The output should consist solely of the lines running from the one that contains "Could you please put a dot on the office" through the end of the records below, copied exactly.
(Entries provided Opens)
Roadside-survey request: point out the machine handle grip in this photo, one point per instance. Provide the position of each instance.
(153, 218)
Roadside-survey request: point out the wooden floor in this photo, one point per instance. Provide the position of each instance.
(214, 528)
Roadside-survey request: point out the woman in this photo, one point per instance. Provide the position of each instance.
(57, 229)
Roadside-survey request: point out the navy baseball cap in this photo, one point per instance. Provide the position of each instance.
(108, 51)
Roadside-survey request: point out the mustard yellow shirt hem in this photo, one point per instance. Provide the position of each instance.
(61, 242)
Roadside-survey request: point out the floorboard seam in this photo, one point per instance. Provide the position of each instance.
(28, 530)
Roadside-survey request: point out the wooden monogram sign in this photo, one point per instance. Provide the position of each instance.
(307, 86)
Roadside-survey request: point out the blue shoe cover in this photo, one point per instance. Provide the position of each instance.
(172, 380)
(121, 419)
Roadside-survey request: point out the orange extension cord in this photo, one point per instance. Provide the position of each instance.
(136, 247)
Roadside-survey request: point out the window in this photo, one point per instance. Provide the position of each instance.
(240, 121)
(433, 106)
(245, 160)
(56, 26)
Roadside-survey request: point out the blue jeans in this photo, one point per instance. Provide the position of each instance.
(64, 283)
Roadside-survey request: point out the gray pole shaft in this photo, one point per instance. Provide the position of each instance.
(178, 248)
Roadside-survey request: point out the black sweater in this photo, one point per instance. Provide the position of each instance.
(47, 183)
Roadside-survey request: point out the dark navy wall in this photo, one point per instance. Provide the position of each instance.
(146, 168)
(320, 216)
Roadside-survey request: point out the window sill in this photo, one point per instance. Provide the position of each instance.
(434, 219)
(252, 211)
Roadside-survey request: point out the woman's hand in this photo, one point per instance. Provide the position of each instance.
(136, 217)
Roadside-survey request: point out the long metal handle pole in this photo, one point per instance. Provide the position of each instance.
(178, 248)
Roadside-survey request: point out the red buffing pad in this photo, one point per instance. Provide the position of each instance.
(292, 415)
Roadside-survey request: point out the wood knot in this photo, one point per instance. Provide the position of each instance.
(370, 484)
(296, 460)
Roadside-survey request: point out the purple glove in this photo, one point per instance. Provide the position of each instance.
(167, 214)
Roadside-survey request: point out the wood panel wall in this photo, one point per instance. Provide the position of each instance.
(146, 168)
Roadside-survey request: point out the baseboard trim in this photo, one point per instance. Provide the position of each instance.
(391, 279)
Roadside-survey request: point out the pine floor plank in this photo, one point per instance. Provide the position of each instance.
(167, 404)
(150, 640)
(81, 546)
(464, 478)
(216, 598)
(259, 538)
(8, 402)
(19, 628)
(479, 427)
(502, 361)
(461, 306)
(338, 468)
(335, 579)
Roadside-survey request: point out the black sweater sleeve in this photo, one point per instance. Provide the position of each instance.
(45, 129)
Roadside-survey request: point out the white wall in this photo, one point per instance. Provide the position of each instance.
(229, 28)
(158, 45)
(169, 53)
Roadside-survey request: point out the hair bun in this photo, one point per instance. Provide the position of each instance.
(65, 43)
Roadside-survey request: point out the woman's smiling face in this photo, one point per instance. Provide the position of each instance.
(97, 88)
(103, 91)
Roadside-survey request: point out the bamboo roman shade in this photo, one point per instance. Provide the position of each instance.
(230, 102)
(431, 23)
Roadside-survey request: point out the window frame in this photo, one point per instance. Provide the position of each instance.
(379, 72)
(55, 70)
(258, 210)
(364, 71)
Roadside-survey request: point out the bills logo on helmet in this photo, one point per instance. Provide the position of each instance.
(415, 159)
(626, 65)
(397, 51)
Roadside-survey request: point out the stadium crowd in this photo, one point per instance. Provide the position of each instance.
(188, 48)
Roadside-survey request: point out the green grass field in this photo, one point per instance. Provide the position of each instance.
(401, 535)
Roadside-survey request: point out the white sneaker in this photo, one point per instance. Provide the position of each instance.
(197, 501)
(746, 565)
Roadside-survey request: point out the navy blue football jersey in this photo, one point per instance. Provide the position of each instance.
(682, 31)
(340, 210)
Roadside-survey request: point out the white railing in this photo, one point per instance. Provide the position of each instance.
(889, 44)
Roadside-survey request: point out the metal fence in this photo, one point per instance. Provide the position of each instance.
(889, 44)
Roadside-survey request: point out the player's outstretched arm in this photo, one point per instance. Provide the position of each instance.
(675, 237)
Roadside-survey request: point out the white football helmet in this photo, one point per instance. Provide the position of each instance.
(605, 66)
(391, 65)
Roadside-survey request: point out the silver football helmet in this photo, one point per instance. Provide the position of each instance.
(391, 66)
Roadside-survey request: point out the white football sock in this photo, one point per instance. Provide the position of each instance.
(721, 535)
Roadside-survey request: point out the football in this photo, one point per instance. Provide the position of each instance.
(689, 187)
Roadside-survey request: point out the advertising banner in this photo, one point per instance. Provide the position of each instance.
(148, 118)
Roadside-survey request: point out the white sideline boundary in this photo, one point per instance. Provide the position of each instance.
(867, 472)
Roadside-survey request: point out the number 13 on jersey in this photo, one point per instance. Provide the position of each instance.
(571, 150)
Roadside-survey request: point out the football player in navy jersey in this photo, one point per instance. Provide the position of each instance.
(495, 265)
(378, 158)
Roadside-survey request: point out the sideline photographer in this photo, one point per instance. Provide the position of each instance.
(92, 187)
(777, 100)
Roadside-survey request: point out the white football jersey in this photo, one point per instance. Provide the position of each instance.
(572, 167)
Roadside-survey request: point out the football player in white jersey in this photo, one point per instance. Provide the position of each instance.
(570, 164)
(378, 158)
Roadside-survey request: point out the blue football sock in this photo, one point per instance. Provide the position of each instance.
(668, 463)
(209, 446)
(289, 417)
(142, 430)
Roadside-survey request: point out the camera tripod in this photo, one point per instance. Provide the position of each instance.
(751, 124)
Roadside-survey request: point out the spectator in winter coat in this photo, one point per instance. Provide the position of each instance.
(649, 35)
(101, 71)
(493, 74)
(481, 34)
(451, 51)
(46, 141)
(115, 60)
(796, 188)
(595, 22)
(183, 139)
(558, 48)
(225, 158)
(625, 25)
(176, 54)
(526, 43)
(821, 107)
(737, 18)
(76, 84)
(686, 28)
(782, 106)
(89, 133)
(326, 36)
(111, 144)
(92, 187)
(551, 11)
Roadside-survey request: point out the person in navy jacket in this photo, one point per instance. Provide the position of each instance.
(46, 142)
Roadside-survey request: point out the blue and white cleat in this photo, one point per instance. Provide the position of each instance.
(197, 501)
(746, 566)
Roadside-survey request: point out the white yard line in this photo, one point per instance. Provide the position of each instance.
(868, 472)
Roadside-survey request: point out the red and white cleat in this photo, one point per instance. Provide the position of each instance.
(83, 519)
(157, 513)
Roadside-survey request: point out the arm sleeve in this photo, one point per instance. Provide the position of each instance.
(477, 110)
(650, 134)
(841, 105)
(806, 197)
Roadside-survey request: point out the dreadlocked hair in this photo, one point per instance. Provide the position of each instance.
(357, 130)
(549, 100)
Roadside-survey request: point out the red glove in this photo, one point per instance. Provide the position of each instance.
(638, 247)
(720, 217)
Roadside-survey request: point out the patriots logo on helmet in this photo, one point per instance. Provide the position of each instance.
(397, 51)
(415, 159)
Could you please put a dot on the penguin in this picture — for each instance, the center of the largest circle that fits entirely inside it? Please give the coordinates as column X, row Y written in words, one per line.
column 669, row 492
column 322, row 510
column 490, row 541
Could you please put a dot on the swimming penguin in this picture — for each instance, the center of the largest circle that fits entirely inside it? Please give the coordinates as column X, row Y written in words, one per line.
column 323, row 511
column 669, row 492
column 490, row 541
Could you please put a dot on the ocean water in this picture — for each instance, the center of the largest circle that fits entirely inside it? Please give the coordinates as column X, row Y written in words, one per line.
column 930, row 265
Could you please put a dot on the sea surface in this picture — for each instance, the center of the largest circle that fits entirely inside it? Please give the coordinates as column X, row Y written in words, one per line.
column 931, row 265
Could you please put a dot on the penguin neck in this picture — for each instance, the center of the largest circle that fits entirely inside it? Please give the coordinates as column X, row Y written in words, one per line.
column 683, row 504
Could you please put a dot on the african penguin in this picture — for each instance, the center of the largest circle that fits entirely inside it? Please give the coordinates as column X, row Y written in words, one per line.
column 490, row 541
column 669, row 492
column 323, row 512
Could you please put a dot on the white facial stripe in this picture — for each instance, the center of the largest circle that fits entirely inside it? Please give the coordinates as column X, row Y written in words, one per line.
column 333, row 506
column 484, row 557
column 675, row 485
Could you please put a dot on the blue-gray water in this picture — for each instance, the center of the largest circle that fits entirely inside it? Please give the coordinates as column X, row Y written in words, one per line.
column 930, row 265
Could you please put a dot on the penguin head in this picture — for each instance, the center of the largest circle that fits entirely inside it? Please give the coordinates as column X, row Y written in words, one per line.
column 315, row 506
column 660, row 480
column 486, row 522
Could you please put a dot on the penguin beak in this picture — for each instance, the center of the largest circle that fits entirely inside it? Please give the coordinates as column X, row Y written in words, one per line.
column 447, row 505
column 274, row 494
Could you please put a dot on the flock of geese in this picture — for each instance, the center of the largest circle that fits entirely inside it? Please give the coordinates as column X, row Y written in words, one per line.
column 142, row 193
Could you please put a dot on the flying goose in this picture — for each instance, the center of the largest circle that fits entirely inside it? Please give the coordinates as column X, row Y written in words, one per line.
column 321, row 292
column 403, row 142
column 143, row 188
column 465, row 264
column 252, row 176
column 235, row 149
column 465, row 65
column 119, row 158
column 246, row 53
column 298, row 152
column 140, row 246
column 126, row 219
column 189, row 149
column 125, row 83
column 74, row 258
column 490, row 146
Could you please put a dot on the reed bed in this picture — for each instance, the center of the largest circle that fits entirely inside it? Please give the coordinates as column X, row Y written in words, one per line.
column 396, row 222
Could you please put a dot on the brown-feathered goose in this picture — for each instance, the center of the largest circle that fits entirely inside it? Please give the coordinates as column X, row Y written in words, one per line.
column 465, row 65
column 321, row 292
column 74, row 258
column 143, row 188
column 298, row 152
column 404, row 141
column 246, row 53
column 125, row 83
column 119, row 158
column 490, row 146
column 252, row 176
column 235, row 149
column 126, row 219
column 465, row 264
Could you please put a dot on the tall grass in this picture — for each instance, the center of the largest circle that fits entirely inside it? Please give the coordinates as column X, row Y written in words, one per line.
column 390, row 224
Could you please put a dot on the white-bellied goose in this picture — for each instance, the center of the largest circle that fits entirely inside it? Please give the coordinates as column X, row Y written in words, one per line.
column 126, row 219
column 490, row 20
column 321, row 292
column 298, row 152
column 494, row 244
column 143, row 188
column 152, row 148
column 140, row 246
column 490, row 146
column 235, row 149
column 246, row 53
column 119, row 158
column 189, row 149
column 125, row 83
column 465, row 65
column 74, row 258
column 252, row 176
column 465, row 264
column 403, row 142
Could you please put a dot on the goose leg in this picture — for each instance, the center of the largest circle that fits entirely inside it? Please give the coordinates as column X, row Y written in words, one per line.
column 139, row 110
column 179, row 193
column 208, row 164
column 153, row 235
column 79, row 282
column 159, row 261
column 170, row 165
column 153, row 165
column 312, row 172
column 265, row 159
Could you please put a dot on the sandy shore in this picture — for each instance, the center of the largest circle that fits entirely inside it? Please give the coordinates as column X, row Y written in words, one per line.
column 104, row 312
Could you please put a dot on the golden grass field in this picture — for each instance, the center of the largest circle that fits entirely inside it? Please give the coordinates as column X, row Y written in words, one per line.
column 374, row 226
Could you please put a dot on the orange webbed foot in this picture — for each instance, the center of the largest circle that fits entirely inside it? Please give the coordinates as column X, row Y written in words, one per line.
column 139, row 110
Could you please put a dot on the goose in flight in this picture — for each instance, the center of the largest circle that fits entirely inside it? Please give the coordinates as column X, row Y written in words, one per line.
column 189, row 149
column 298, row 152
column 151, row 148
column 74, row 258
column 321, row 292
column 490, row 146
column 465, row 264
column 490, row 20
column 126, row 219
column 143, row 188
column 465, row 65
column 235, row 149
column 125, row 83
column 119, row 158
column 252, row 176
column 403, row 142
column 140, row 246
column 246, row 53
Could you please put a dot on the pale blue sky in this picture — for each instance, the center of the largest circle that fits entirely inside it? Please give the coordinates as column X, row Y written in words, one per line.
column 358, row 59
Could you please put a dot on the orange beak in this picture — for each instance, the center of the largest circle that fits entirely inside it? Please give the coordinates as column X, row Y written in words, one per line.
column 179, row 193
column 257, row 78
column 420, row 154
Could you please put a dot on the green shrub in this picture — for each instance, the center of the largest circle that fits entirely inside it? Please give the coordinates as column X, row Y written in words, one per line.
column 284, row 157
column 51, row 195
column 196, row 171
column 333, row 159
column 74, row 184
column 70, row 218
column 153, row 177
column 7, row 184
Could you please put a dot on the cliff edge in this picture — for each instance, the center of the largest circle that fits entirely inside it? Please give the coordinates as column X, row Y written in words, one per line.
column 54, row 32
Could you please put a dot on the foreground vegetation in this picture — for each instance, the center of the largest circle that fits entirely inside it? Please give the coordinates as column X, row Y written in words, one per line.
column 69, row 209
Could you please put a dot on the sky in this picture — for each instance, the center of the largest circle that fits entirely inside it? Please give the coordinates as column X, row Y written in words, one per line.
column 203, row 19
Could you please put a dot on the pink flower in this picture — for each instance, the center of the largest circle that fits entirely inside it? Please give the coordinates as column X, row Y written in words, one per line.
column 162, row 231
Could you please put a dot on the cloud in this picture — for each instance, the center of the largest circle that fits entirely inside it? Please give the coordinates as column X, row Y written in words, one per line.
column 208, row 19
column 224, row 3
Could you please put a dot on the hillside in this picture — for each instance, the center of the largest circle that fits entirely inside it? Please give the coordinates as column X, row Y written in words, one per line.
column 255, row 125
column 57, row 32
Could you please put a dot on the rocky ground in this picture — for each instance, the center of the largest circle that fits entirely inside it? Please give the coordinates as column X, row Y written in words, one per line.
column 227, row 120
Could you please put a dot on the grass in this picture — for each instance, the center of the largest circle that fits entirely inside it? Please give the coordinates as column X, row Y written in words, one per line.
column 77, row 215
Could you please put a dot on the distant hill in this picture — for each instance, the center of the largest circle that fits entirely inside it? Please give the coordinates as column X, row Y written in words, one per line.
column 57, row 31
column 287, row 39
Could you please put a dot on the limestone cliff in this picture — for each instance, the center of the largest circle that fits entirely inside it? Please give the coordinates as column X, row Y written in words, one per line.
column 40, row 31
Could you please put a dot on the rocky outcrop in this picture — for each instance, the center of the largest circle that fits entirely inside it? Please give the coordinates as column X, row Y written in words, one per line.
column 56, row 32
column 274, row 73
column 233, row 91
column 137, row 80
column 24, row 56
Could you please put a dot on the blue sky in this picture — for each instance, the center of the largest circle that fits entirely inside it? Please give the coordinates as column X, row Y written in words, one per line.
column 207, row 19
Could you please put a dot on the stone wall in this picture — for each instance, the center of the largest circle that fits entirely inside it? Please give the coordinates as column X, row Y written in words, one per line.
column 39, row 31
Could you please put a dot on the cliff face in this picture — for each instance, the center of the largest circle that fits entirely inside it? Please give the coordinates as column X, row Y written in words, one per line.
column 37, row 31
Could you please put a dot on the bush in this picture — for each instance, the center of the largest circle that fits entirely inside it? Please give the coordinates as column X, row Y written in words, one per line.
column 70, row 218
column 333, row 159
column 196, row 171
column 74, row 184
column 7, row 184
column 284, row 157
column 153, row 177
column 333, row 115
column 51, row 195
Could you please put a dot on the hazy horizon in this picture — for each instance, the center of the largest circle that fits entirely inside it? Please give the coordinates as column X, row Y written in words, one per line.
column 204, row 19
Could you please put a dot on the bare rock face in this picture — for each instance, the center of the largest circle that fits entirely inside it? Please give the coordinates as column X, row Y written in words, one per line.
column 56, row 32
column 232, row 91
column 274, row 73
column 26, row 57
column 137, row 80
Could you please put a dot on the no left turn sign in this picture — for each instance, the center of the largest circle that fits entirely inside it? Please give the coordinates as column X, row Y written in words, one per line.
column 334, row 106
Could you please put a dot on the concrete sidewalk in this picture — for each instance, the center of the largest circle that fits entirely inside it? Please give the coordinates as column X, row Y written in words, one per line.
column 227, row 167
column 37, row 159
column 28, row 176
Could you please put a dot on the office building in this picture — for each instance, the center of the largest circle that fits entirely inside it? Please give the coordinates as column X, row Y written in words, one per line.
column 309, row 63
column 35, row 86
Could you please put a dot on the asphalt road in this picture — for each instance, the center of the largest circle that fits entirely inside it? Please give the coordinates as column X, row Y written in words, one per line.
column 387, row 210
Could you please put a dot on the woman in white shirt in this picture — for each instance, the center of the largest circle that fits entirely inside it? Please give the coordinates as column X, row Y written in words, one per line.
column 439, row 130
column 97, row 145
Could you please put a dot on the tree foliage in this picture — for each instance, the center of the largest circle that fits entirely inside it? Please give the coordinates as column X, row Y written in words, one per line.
(Entries provided Closes)
Result for this exercise:
Could you please put a dot on the office building in this picture — for each instance, the center of the largest circle that fits entirely inside it? Please give the coordinates as column X, row Y written in words, one per line.
column 309, row 63
column 35, row 86
Could you please put a dot on the asphalt road in this picture — for each instance, the center of the largest circle that fits entirely inside it? Please give the coordinates as column X, row Y written in words, one per line.
column 387, row 210
Could you please put a dot on the woman in white shirt in this picture — for each instance, the center of the largest circle that fits entirely inside it? Please give the coordinates as column X, row Y written in words, one per line.
column 439, row 130
column 97, row 145
Could you please put a dot on the tree foliage in this picture — for each instance, the center of the largest circle that fits entirely inside it? Please give the coordinates as column X, row Y written in words, one per line.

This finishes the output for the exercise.